O QUE FAZER:
**a.** Segundo o trecho sobre o isolamento social diante da COVID-19, o que é muito pequeno frente à projeção de pessoas infectadas que precisarão de tratamento intensivo?
**b.** Prossiga com o trecho sobre o isolamento social diante da COVID-19 a partir de sua última frase.

[TRECHO DO TEXTO]

Necessário que todos estejam cientes da situação existente, em especial, que o número de leitos de internação e de aparelhos respiradores é muito pequeno frente à projeção de pessoas infectadas que precisarão, para manterem suas vidas, de tratamento intensivo.
A discussão em torno do isolamento social (e todas as consequências sociais e econômicas de que disso decorrem e decorrerão) precisa ser analisada em conjunto com os dados de estrutura de nossa cidade para o enfrentamento do COVID-19. Compreende-se todo o debate em torno do tema, até porque as consequências do isolamento são terríveis para muitas pessoas. Até por isso, o momento exige de todos um exercício de empatia, pois muitas pessoas estão brigando pela sobrevivência.
Todavia, no atual contexto, diante de uma projeção que indica que pessoas morrerão por falta de respiradores (e profissionais da saúde poderão ter de escolher a quem tentar salvar), concluímos que o isolamento social ainda se mostra imprescindível.

[/TRECHO DO TEXTO]
[SEÇÃO DE DADOS]

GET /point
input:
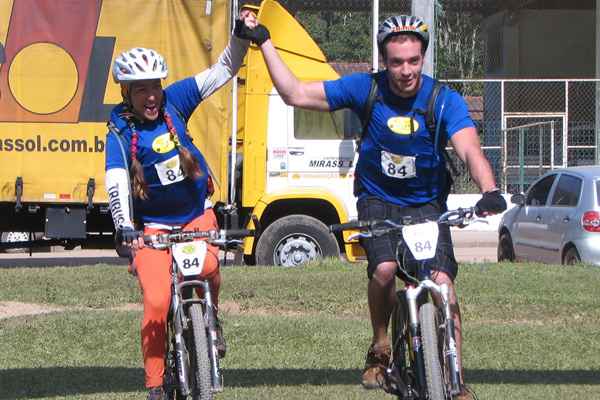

[/SEÇÃO DE DADOS]

RESPOSTAS POR TAREFA:
**a.** O número de leitos de internação e de aparelhos respiradores.

**b.**
Por fim, se algo mais nos compete dizer, é que todos busquem meios confiáveis para se informarem sobre o problema e sobre como e quando a pandemia chegou. Como muito se tem dito, a epidemia é um fenômeno dinâmico, que assume diferentes feições diante de diferentes contextos. Isso demanda constante informação, interpretação, análises e reanálises. Nesse passo, as “fake news” comprometem a qualidade da comunicação e aprofundam a crise. Necessário, assim, dar preferência aos serviços jornalísticos, feitos por profissionais habilitados, que respondem pela veracidade das informações e confiabilidade das fontes.
Finalizando, são essas as informações e reflexões feitas pela equipe da Promotoria de Ibitinga, a partir das investigações até aqui realizadas e dados colhidos.
3 Que também é bastante limitada, frente à situação excepcional em que vivemos: segundo informações extraoficiais, o HI dispõe de 12 leitos para internação, um respirador fixo de centro cirúrgico (que é muito demandado na atividade rotineira do hospital), e um único respirador que já foi cedido em empréstimo à SCI).
Considerando o regime de teletrabalho, a Promotoria de Justiça está se estruturando para criar uma página em rede social, para atualizar a todos sobre o andamento dos procedimentos e para interagir com os cidadãos, buscando uma atuação em prol da população em geral, sem distinções.
Por fim, eventual contato, dúvida ou denúncia pode ser feito à Promotoria de Justiça de Ibitinga por meio de seu e-mail institucional ([email protected]).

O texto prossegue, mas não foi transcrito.